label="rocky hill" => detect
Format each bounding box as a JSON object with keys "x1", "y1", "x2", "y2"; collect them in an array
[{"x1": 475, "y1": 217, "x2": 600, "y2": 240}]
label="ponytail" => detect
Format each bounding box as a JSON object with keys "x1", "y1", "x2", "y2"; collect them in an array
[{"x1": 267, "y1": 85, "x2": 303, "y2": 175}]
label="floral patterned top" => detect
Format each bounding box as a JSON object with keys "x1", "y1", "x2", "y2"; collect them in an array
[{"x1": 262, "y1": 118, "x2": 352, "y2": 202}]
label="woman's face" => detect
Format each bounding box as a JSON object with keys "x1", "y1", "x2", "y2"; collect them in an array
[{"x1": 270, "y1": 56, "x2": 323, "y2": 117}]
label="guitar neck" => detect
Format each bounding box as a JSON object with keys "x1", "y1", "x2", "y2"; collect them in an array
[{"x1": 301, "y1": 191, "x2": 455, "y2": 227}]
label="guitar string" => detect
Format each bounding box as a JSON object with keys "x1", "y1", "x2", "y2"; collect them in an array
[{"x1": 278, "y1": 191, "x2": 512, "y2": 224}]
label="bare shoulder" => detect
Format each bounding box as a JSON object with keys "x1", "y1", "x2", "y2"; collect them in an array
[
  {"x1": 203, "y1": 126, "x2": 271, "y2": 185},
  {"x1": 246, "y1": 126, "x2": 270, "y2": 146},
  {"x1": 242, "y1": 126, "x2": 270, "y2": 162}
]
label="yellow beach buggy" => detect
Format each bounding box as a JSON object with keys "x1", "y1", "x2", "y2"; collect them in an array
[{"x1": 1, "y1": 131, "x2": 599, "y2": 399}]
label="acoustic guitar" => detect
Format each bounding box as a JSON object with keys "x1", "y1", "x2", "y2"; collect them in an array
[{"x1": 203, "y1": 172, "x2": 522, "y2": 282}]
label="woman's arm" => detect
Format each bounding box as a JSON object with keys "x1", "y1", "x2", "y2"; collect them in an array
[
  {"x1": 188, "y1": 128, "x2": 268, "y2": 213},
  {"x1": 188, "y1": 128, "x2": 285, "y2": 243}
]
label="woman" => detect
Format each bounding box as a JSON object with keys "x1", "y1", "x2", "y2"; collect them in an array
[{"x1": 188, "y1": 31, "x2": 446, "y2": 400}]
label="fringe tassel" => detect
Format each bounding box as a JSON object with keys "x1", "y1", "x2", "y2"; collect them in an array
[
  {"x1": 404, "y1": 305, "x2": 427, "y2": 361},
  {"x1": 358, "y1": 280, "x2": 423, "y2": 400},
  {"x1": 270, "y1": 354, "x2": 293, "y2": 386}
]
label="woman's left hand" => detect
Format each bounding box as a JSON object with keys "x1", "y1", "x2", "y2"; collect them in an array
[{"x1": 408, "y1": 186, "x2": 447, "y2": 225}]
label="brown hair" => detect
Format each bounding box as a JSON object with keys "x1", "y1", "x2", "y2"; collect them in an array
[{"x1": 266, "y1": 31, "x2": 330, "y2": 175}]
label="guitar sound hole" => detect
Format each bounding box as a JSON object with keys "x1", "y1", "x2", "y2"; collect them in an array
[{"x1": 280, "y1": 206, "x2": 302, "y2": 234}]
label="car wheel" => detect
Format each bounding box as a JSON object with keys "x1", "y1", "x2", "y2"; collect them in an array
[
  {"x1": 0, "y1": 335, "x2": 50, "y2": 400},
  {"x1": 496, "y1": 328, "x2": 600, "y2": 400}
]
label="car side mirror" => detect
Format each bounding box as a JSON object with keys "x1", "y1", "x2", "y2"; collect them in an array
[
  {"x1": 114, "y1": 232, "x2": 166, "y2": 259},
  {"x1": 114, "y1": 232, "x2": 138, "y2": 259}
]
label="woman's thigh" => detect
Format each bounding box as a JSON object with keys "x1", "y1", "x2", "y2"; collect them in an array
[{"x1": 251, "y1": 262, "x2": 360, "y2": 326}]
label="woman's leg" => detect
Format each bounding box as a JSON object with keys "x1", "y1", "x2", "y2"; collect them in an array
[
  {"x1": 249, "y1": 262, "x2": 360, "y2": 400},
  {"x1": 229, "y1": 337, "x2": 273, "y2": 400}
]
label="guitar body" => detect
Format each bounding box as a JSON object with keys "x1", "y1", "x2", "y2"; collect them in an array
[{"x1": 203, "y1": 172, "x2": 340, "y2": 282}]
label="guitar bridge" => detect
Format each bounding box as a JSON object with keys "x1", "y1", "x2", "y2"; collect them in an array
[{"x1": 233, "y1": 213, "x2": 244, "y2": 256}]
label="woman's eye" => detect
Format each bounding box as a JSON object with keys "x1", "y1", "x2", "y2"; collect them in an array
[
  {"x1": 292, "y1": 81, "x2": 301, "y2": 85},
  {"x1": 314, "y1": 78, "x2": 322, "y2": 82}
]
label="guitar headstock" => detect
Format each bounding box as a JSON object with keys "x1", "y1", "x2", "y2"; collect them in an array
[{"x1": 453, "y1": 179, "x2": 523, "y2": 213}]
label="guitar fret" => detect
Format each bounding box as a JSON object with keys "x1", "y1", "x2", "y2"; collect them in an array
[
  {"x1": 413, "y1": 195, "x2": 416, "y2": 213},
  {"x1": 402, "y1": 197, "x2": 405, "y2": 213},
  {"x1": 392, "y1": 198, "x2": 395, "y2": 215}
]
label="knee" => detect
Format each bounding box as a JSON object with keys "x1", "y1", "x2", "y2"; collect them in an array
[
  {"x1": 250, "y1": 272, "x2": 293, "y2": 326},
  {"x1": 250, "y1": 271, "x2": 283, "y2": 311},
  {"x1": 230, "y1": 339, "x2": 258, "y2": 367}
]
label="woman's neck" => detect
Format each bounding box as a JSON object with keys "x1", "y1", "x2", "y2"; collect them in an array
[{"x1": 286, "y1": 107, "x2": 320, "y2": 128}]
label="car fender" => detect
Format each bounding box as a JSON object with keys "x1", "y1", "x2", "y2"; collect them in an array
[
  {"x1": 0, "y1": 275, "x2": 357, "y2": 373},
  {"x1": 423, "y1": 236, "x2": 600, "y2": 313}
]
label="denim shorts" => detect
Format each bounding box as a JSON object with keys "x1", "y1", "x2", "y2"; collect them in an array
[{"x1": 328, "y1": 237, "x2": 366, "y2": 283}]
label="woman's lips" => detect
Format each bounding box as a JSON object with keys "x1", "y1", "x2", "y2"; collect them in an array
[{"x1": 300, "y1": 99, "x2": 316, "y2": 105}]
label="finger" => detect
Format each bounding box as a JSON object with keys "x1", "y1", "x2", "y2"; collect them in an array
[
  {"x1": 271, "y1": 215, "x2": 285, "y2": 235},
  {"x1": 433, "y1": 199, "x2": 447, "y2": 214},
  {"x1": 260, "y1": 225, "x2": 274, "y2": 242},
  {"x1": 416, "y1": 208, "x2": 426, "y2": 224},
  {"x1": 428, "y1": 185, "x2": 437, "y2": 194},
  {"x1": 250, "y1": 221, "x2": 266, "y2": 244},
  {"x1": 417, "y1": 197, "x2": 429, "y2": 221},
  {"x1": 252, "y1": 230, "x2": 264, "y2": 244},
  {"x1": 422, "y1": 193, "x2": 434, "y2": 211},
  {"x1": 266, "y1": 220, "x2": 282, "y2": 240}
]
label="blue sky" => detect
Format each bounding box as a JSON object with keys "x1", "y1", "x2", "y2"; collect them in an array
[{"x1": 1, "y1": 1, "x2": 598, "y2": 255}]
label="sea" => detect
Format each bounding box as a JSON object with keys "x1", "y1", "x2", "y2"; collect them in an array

====

*Activity:* Exactly reproduce every line found in the records.

*Solved exercise:*
label="rocky hill" => detect
Format each bounding box as a JSON object with keys "x1", "y1", "x2", "y2"; collect them in an array
[{"x1": 475, "y1": 217, "x2": 600, "y2": 240}]
label="ponytail" => detect
Format each bounding box as a JSON object with keys "x1", "y1", "x2", "y2"; collect them in an array
[{"x1": 267, "y1": 85, "x2": 303, "y2": 175}]
label="floral patterned top" => detect
Format each bounding box as a JSON object with keys "x1", "y1", "x2", "y2"; collect them in an array
[{"x1": 262, "y1": 118, "x2": 352, "y2": 202}]
label="woman's face" => detect
Format each bounding box as a JSON object with keys "x1", "y1", "x2", "y2"; collect them in an array
[{"x1": 270, "y1": 56, "x2": 323, "y2": 117}]
label="guitar neck" => detect
Format each bounding box as a JSON object with keys "x1", "y1", "x2", "y2"; collect them in an array
[{"x1": 301, "y1": 191, "x2": 455, "y2": 227}]
label="guitar string" => detect
Format each bounding box as a JSON object with keys "x1", "y1", "x2", "y2"; collect them in an array
[{"x1": 278, "y1": 191, "x2": 512, "y2": 224}]
label="bare shoulder" => detect
Format each bounding box as a JSON object with keys "x1", "y1", "x2", "y2"; collect them in an array
[
  {"x1": 203, "y1": 126, "x2": 271, "y2": 185},
  {"x1": 246, "y1": 126, "x2": 270, "y2": 146},
  {"x1": 242, "y1": 126, "x2": 270, "y2": 162}
]
label="yellow beach buggy" => detect
Format each bounding box as a JSON object with keys "x1", "y1", "x2", "y2"; collect them in an array
[{"x1": 1, "y1": 131, "x2": 599, "y2": 399}]
label="acoustic guitar" => detect
Format each bounding box as a JSON object with keys "x1", "y1", "x2", "y2"; collect them in an array
[{"x1": 203, "y1": 172, "x2": 522, "y2": 282}]
label="woman's arm" => detect
Format each bounding box as a JSON object with keys "x1", "y1", "x2", "y2"; collect them in an array
[
  {"x1": 188, "y1": 128, "x2": 268, "y2": 213},
  {"x1": 188, "y1": 128, "x2": 285, "y2": 243}
]
label="woman" => detect
Format each bounding box as a JSON object with keys "x1", "y1", "x2", "y2"; collect them in an array
[{"x1": 188, "y1": 31, "x2": 446, "y2": 400}]
label="fringe tassel" => detect
Format each bounding box as a JSON object with keys "x1", "y1", "x2", "y2"; collect them in an array
[
  {"x1": 404, "y1": 305, "x2": 427, "y2": 361},
  {"x1": 358, "y1": 280, "x2": 423, "y2": 400},
  {"x1": 270, "y1": 354, "x2": 293, "y2": 386}
]
label="woman's left hand" => detect
Format each bounding box as a JSON object with keys "x1", "y1", "x2", "y2"; collect them in an array
[{"x1": 408, "y1": 186, "x2": 447, "y2": 225}]
label="brown hair" => detect
Format each bounding box as a JSON object with keys "x1", "y1", "x2", "y2"; collect them in an array
[{"x1": 266, "y1": 31, "x2": 330, "y2": 175}]
label="guitar sound hole" => detect
Format each bounding box as a JSON object with keys "x1", "y1", "x2", "y2"; collect them in an array
[{"x1": 280, "y1": 206, "x2": 302, "y2": 234}]
label="car wheel" => detect
Format each bounding box as a JSON object with keys "x1", "y1", "x2", "y2"; collect them in an array
[
  {"x1": 0, "y1": 335, "x2": 50, "y2": 400},
  {"x1": 496, "y1": 328, "x2": 600, "y2": 400}
]
label="car side mirror" => detect
Format each bounding box as a JSON object with keys "x1", "y1", "x2", "y2"; collect them in an array
[
  {"x1": 114, "y1": 232, "x2": 166, "y2": 259},
  {"x1": 114, "y1": 232, "x2": 138, "y2": 259}
]
label="woman's thigh" => detect
Format each bounding box as a JSON object with keys "x1", "y1", "x2", "y2"; collect them in an array
[{"x1": 251, "y1": 262, "x2": 360, "y2": 326}]
label="woman's leg" => detect
Format each bounding box as a JSON object with keys "x1", "y1", "x2", "y2"; collect them in an array
[
  {"x1": 249, "y1": 262, "x2": 360, "y2": 400},
  {"x1": 229, "y1": 337, "x2": 273, "y2": 400}
]
label="guitar body" => detect
Format each bounding box as a JSON object with keys "x1", "y1", "x2", "y2"; collect them in an array
[{"x1": 203, "y1": 172, "x2": 340, "y2": 282}]
label="guitar bridge" => detect
Format each bounding box as a JSON object with keys "x1", "y1", "x2", "y2"; collect them in an array
[{"x1": 233, "y1": 213, "x2": 244, "y2": 256}]
label="woman's eye" => detect
Format each bounding box as a JSON object with keys "x1", "y1", "x2", "y2"; collect them in an array
[
  {"x1": 292, "y1": 81, "x2": 301, "y2": 85},
  {"x1": 314, "y1": 78, "x2": 322, "y2": 82}
]
label="guitar headstock" => detect
Format each bounding box as a JSON object with keys "x1", "y1", "x2", "y2"; collect them in an array
[{"x1": 453, "y1": 179, "x2": 523, "y2": 213}]
label="guitar fret" => detect
Format each bounding box as a JSON object with keys "x1", "y1", "x2", "y2"; collect them in an array
[
  {"x1": 413, "y1": 195, "x2": 416, "y2": 213},
  {"x1": 402, "y1": 197, "x2": 405, "y2": 213},
  {"x1": 392, "y1": 198, "x2": 395, "y2": 215}
]
label="knee" => detect
Format each bounding box as a JSON object with keys "x1", "y1", "x2", "y2"; collect them in an array
[
  {"x1": 250, "y1": 272, "x2": 293, "y2": 326},
  {"x1": 250, "y1": 271, "x2": 283, "y2": 311},
  {"x1": 230, "y1": 339, "x2": 258, "y2": 367}
]
label="woman's neck" => detect
Format each bounding box as a JSON object with keys "x1", "y1", "x2", "y2"; collect them in an array
[{"x1": 286, "y1": 107, "x2": 320, "y2": 128}]
label="car fender" => detect
Format each bounding box as a JSON object with keys "x1", "y1", "x2", "y2"; collect them in an array
[
  {"x1": 0, "y1": 275, "x2": 357, "y2": 373},
  {"x1": 423, "y1": 236, "x2": 600, "y2": 313}
]
label="denim shorts" => detect
Format each bounding box as a JSON object with keys "x1", "y1", "x2", "y2"; collect them in an array
[{"x1": 328, "y1": 237, "x2": 366, "y2": 283}]
label="woman's lips" => detect
Format each bounding box as a JSON object with keys "x1", "y1", "x2", "y2"; collect them in an array
[{"x1": 300, "y1": 99, "x2": 316, "y2": 105}]
label="finger" => detect
Format each bounding box as a JSON object with keys "x1", "y1", "x2", "y2"; collect them in an array
[
  {"x1": 271, "y1": 215, "x2": 285, "y2": 235},
  {"x1": 433, "y1": 199, "x2": 447, "y2": 214},
  {"x1": 260, "y1": 225, "x2": 274, "y2": 242},
  {"x1": 416, "y1": 208, "x2": 426, "y2": 224},
  {"x1": 428, "y1": 185, "x2": 437, "y2": 194},
  {"x1": 250, "y1": 221, "x2": 266, "y2": 244},
  {"x1": 417, "y1": 197, "x2": 429, "y2": 221},
  {"x1": 252, "y1": 230, "x2": 264, "y2": 244},
  {"x1": 422, "y1": 193, "x2": 434, "y2": 211},
  {"x1": 266, "y1": 220, "x2": 282, "y2": 240}
]
label="blue sky" => detect
Format each bounding box as a JSON object with keys "x1", "y1", "x2", "y2"; collect them in an array
[{"x1": 1, "y1": 1, "x2": 598, "y2": 255}]
label="sea" => detect
Format each bounding box as a JSON object with keys "x1", "y1", "x2", "y2"; collect them in an array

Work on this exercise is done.